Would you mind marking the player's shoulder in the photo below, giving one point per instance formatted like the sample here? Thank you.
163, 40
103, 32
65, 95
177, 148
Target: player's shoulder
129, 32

:: Required task ::
Reproduce every line of the items above word for word, with nothing left out or changed.

:: Finished task ::
Would you mind marking the player's shoulder in the photo below, giving one point per instance formatted like the sample here? Thank you.
163, 40
103, 32
65, 95
177, 148
Target: player's shoulder
129, 32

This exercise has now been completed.